EXERCISE DIRECTIONS:
Continue the DI Orchestrator article from the point where it stops, picking up the job creation process after the coordinator's HTTP request to di-server.

ARTICLE:

* Begin *

For more details about the DI-engine framework, please refer to [DI-engine Documentation](https://opendilab.github.io/DI-engine/index.html)
![](images/di-arch.svg)
In order to support for DI-engine running in Kubernetes (K8s), we designed DI Orchestrator. This article will explain how DI-engine components are created on K8s system using DI Orchestrator, how components to discover each other, how components to start training, etc. The architecture of DI Orchestrator is shown in the following figure:
There are two main modules that is `di-server` and `di-operator`.
`DDPL` represents ddp learner, `Lm` represents logic learner, `Cn` represents collector, and `Aggregator+DDPL` constructs a logic learner. In the following pages, we will first introduce how `DI Orchestrator` creates and starts each module of DI-engine after a DI-engine job is submitted to K8s, and then introduces the architecture of `di-server` and `di-operator`.
![](images/di-engine-arch.png)
## Job creation process
Here is a description of the job creation process, illustrating the entire life cycle of a DI-engine job from creation to execution in K8s.
- Edit the AggregatorConfig yaml file to define the aggregator template, which will be used to create aggregators when DIJob is created later. Aggregator can provide data parallel training services.
- Edit the DIJob yaml file to define the template of coordinator, collector and learner, and submit it to K8s.
- After di-operator received the event of DIJob submission, it creates a coordinator, and creates an accessible domain name for the coordinator.
- After the coordinator started, it sends an HTTP request to di-server to create a certain number of collectors and learners according to the coordinator's default configuration.

* End *

Stored data:
* Begin *

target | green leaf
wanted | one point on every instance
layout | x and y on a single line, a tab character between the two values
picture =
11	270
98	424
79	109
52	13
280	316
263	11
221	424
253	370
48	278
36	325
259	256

* End *

EXERCISE RESULT:
- After di-server receives the coordinator's creation request, it reads the collector and learner templates from DIJob object, and creates the corresponding number of collectors (Cn in the above figure) and learners (Lm in the above figure), and returns the URLs accessible to the collectors and learners. At the same time, di-server will determine whether to create an aggregator for each learner according to the number of GPUs applied for in each learner. That is, when the number of GPUs requested by the learner is greater than 1, an aggregator is created for the learner, otherwise no aggregator is created.
- Coordinator waits for collectors and learners (an aggregator and its multiple ddp learners are regarded as a logic learner) to connect, and then starts to issue tasks to start training.
- We can manually send a request to di-server to add/delete collectors or learners, and the coordinator will periodically query the number of available collectors and learners and decide to create or disconnect connections to them.
- When the training is completed, di-operator will delete all collectors, learners by default, while coordinator will be reserved for users to view logs and other operations.
DI Orchestrator consists of two modules, namely `di-operator` and `di-server`. This article will explain the two modules one by one.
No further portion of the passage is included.